● Trecho fornecido:
* * *

Na dissertação de mestrado de Luis Antonio Alves, intitulada Ação Pastoral das Irmãs Dominicanas em Salto Da Divisa, MG, de 1993-2005, é relatado pormenorizadamente o processo de formação do povo saltense: história sangrenta[2], com o extermínio dos povos indígenas botocudos, existente na região, e a instalação da cultura do clientelismo e coronelismo em Salto da Divisa. “Os sobreviventes desse extermínio criaram uma dependência muito grande dos fazendeiros, em questões de trabalho, moradia, alimentação, vestuário… Enfim, não tinham nenhuma perspectiva de vida, e constata-se que tal dependência passou de geração para geração. Criou-se uma consciência de subordinação para com os fazendeiros, o que levou a população a como que agradecer as migalhas que comia como se fossem obra de caridade. Salto da Divisa foi marcada pelo sofrimento de seus habitantes, piorado com o aumento das grandes fazendas de gado. A grande maioria da população urbana da cidade de Salto da Divisa de hoje origina-se da expulsão forçada ou “amigável” das terras tituladas pelos grandes latifundiários, entre os anos 1970 a 1990, décadas nas quais começou a desaparecer o agrego, isto é, o uso partilhado da terra, dando lugar ao uso exclusivo das terras, para pastos ou comercialização” (ALVES, 2008, p. 29).

* * *

● Dados fornecidos:
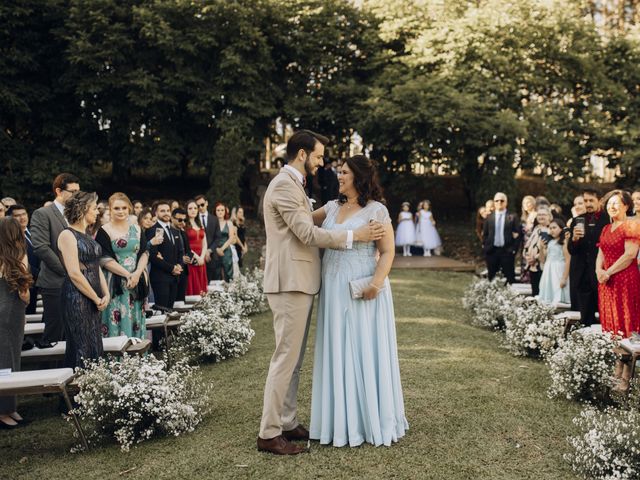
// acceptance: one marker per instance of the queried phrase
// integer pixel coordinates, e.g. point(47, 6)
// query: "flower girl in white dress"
point(406, 231)
point(426, 232)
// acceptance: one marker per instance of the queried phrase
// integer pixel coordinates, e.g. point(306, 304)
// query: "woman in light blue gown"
point(357, 393)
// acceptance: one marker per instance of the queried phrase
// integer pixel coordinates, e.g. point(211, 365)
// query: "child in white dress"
point(426, 232)
point(406, 231)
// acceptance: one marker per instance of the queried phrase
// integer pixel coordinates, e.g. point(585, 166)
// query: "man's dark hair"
point(15, 207)
point(303, 140)
point(156, 204)
point(64, 179)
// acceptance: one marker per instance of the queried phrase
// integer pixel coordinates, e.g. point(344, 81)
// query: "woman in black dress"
point(84, 291)
point(15, 281)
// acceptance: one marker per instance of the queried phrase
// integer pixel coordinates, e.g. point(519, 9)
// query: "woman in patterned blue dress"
point(357, 393)
point(84, 289)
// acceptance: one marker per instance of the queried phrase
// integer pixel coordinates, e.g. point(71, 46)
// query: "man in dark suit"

* * *

● Tarefa A: Disponha em uma tabela Markdown, com as colunas "Posição" e "Linha", as linhas da listagem desde o seu início até a linha que contém "point(15, 281)", ambas incluídas. Omita as linhas em branco e as imagens.
● Tarefa B: Retome o trecho sobre a formação histórica do povo saltense e dê-lhe continuidade a partir do ponto em que ele termina.
A listagem não guarda relação alguma com o trecho.

● Resposta redigida A:
| Posição | Linha |
|---|---|
| 1 | // acceptance: one marker per instance of the queried phrase |
| 2 | // integer pixel coordinates, e.g. point(47, 6) |
| 3 | // query: "flower girl in white dress" |
| 4 | point(406, 231) |
| 5 | point(426, 232) |
| 6 | // acceptance: one marker per instance of the queried phrase |
| 7 | // integer pixel coordinates, e.g. point(306, 304) |
| 8 | // query: "woman in light blue gown" |
| 9 | point(357, 393) |
| 10 | // acceptance: one marker per instance of the queried phrase |
| 11 | // integer pixel coordinates, e.g. point(211, 365) |
| 12 | // query: "child in white dress" |
| 13 | point(426, 232) |
| 14 | point(406, 231) |
| 15 | // acceptance: one marker per instance of the queried phrase |
| 16 | // integer pixel coordinates, e.g. point(585, 166) |
| 17 | // query: "man's dark hair" |
| 18 | point(15, 207) |
| 19 | point(303, 140) |
| 20 | point(156, 204) |
| 21 | point(64, 179) |
| 22 | // acceptance: one marker per instance of the queried phrase |
| 23 | // integer pixel coordinates, e.g. point(344, 81) |
| 24 | // query: "woman in black dress" |
| 25 | point(84, 291) |
| 26 | point(15, 281) |

● Resposta redigida B:
A dizimação da população indígena do Baixo Jequitinhonha, de forma extremamente sangrenta, e a concentração da propriedade capitalista da terra geraram acumulação de riqueza e poder em poucas mãos. Isso contribuiu, de maneira estrutural para a configuração política e social da região, conforme afirma Luís Antonio Alves: “O “vale da fartura”, rico para a agricultura, foi transformado num descampado com o mínimo de moradores para a manutenção da pecuária extensiva. Onde moravam centenas de famílias, ficou somente uma pessoa para cuidar de mais de mil bois do coronel. A expressão “vale da miséria” surgiu quando o povo foi expulso das fazendas, indo parar na cidade, sem perspectiva alguma de sobrevivência. Havia muitas promessas dos fazendeiros e políticos, mas nada aconteceu. Chegando à cidade, o povo não teve meios para sobreviver. […]. Restou explorar o rio Jequitinhonha: a lavagem de roupa, a pesca, a extração de areia e de rochas para construção” (ALVES, 2008, p. 31).
A chegada das irmãs Dominicanas – Irmã Solange de Fátima Damião, Irmã Teresinha de Jesus Reis, Irmã Rosa Maria Barbosa e Irmã Geraldinha (Geralda Magela da Fonseca) – em Salto da Divisa, em fevereiro de 1992, tornou-se um divisor de águas na história do povo da região. Por isso conhecer um pouco da trajetória da irmã Geraldinha e do trabalho pastoral das irmãs dominicanas no município de Salto da Divisa é imprescindível para se compreender a luta pela terra no Baixo Jequitinhonha.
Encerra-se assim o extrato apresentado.